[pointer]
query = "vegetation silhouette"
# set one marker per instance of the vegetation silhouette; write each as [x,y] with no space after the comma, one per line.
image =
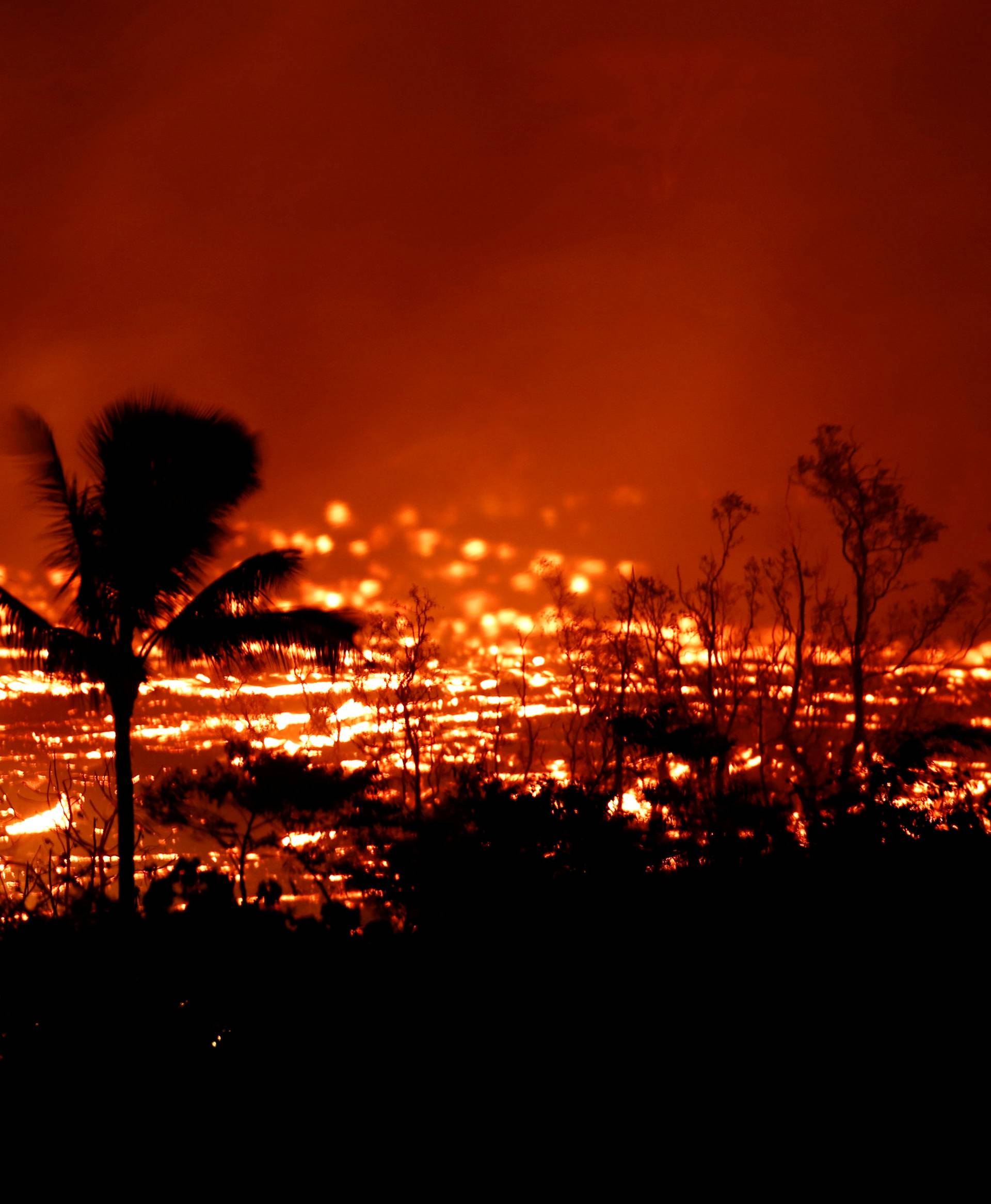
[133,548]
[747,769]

════

PROBLEM STATEMENT: Reproduce the material above line for line without changing a character, but leave the pictures out of your copy.

IN RESPONSE:
[pointer]
query = "vegetation silhouette"
# set one marker per instance of the vegetation silhouette; write each as [x,y] with no space after the comma, one per line.
image =
[133,548]
[747,769]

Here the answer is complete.